Exercise objective: List, from the lines below, each one with "instance" in it.

Data items:
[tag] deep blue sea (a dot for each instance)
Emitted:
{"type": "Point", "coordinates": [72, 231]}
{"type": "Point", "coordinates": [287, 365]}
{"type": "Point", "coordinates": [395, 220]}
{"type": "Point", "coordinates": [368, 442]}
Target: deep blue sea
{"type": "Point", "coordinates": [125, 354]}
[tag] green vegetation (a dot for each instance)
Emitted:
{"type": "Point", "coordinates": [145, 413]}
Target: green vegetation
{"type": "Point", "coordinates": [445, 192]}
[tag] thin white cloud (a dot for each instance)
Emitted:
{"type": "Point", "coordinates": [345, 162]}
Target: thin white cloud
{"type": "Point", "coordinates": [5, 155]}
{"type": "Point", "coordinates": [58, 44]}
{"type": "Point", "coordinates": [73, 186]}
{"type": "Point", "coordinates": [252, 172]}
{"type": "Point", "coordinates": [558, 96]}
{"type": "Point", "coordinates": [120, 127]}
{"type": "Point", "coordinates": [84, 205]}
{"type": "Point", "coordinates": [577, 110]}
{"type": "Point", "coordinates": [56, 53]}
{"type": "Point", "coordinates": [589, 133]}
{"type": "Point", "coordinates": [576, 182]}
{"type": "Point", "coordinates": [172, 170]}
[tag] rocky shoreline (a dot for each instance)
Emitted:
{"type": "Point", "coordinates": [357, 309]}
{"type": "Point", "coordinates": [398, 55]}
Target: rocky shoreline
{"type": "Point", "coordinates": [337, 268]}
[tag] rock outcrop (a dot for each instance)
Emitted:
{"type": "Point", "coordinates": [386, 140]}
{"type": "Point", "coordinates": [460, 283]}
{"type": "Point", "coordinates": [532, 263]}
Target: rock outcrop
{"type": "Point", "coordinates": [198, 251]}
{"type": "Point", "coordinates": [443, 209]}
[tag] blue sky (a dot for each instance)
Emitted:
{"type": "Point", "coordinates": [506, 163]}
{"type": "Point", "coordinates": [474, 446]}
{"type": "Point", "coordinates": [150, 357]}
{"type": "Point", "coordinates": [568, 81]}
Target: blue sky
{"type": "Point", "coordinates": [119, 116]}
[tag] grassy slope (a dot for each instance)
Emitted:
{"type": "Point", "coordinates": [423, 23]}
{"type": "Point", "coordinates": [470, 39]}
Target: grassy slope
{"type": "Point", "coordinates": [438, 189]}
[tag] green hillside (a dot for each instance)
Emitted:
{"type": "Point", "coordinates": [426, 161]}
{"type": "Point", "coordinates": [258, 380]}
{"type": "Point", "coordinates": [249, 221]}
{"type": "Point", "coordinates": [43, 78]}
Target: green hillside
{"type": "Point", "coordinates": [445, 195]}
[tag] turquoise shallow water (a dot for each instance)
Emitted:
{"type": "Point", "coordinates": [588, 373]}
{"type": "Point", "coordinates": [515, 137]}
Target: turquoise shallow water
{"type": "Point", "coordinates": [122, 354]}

Result of the task:
[tag] deep blue sea (a dot for each instance)
[tag] green vegetation (a dot for each instance)
[tag] thin white cloud (a dot for each instance)
[tag] rocky shoreline (a dot for each instance)
[tag] rock outcrop (a dot for each instance)
[tag] blue sky (a dot for each instance)
[tag] grassy slope (a dot for each instance)
[tag] green hillside (a dot for each instance)
[tag] turquoise shallow water (a dot for each instance)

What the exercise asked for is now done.